EXERCISE DIRECTIONS: Rewrite the data below, replacing "integer pixel values" with "whole-number pixel values" and leaving everything else the same.

........

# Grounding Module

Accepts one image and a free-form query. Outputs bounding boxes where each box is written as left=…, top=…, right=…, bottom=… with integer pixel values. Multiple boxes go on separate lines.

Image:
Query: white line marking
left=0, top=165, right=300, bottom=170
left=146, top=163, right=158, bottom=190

........

ANSWER TO THE TASK:
# Grounding Module

Accepts one image and a free-form query. Outputs bounding boxes where each box is written as left=…, top=…, right=…, bottom=… with whole-number pixel values. Multiple boxes go on separate lines.

Image:
Query: white line marking
left=0, top=165, right=300, bottom=170
left=146, top=163, right=158, bottom=190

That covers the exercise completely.